# [TEXTE FOURNI]

%%

« C’est le propre de la censure violente d’accréditer les opinions qu’elle attaque… » (Voltaire)

Par la qualité des œuvres réalisées, par la richesse des thèmes abordés, par le talent de ses réalisateurs, le cinéma iranien s’affirme comme l’un des plus dynamiques du monde et les films venus de ce pays font partie de la sélection des plus grands festivals internationaux où ils remportent régulièrement des récompenses prestigieuses. Et chaque sortie d’un film iranien sur les écrans est toujours considérée comme un évènement.

Si la vitalité du cinéma iranien est remarquable, elle est aussi paradoxale car depuis ses origines, il a toujours été dépendant du pouvoir en place, que ce soit celui du Shah ou celui des Ayatollah de la République islamiste, et largement soumis à la censure.

Au moment de la Révolution iranienne, Khomeiny n’a cependant pas interdit le cinéma car il a compris qu’il pouvait servir la propagande du régime et si celui-ci a persécuté les cinéastes qu’il considérait comme des opposants, il n’a jamais réussi à les museler totalement. Étrange contradiction entre l’image répressive du gouvernement iranien et le développement de son cinéma qui se fait l’expression d’une violente critique sociale.

Une nouvelle génération de cinéastes iraniens se penche sur les problèmes propres à leur pays et, malgré les risques encourus, ils luttent, chacun à leur manière, pour un Iran plus libre, débarrassé du carcan de la censure religieuse qui étouffe le pays.

Trois de ces réalisateurs engagés et en butte aux persécutions du régime retiennent l’attention.

D’abord, Asghar Farhadi, dont le dernier film, Un héros, est programmé aux Studio depuis décembre. Asghar Farhadi vit entre l’Iran et l’étranger mais il n’est pas si libre qu’il y paraît : son passeport lui a été confisqué à plusieurs reprises, lui interdisant de sortir du pays, et il a subi de nombreuses séances d’interrogatoire. Il a accédé à la célébrité grâce à Une séparation (2011) qui, outre de nombreuses récompenses, a remporté l’Ours d’or au Festival de Berlin. Une Séparation aborde toute une palette de thèmes : séparation entre les classes sociales, séparation d’un couple, séparation entre l’enfance et le monde des adultes, séparation entre les hommes et les femmes… Et ce qui réunit tous ces thèmes, c’est le poids de la religion musulmane qui pèse quotidiennement sur les épaules des Iraniens et emprisonne les personnages. Ce n’est pas pour rien que le film se déroule dans des lieux clos, voiture, appartement, bureau du juge. Le problème de la Justice en Iran est au cœur de son dernier film, Un héros, et elle entraîne le personnage dans une spirale infernale qui va le broyer. Étrangement ce film va représenter l’Iran aux Oscars et il est l’objet d’une polémique, Asghar Farhadi se déclarant prêt à ne pas participer à la cérémonie pour bien signifier sa distance à l’égard du régime des Mollah.

%%

# [DONNÉES SOURCES]
%%

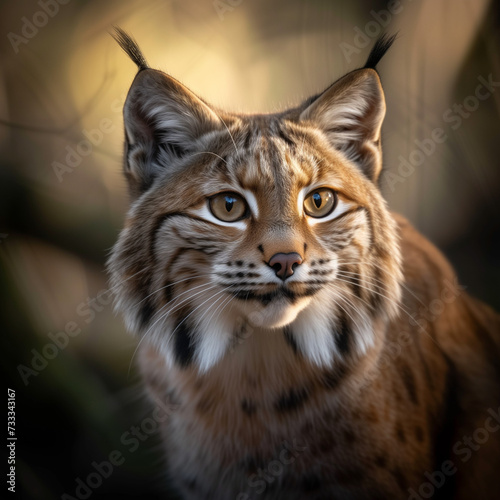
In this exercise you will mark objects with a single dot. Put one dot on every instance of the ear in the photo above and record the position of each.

%%

# [EXERCICES PROPOSÉS]
(a) Dans le texte sur le cinéma iranien, à quel festival Une séparation a-t-il remporté l'Ours d'or ?
(b) D'après le texte sur le cinéma iranien, pour quelle raison Khomeiny n'a-t-il pas interdit le cinéma au moment de la Révolution iranienne ? Répondez en une à trois phrases.
Les données constituent un ensemble distinct du texte sur le cinéma iranien.

# [RÉPONSES PROPOSÉES]
(a) Au Festival de Berlin.

(b) Khomeiny n'a pas interdit le cinéma parce qu'il avait compris que celui-ci pouvait servir la propagande du régime.